[START MATERIAL PROVIDED]

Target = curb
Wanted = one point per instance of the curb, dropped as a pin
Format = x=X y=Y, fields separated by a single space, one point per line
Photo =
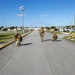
x=12 y=41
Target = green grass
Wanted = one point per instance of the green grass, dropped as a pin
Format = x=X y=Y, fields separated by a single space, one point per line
x=66 y=37
x=4 y=37
x=57 y=32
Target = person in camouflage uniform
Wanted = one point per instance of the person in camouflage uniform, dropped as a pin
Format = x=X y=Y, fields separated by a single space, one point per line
x=54 y=37
x=42 y=33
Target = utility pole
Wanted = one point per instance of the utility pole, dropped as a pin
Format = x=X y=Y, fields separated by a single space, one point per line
x=74 y=21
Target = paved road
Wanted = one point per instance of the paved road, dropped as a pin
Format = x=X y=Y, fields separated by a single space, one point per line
x=38 y=58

[END MATERIAL PROVIDED]

◆ **GIVEN INSTRUCTION**:
Please reproduce the items word for word, from the line that contains "Target = green grass" through the end of the items, with both of those ends included.

◆ **TASK ANSWER**:
Target = green grass
Wanted = one point per instance of the green grass, dropped as a pin
Format = x=X y=Y, fields separated by a single space, one point per line
x=66 y=37
x=4 y=37
x=57 y=32
Target = person in camouflage uniform
Wanted = one point per instance of the person in camouflage uniform, dropped as a pin
Format = x=X y=Y, fields separated by a single space, one point per line
x=54 y=37
x=42 y=33
Target = utility pole
Wanted = one point per instance of the utility pole, dropped as a pin
Format = x=X y=Y, fields separated by a single space, one point per line
x=74 y=21
Target = paved road
Wanted = one point per instance of the paved road, dropped as a pin
Format = x=X y=Y, fields separated by a single space, one point per line
x=38 y=58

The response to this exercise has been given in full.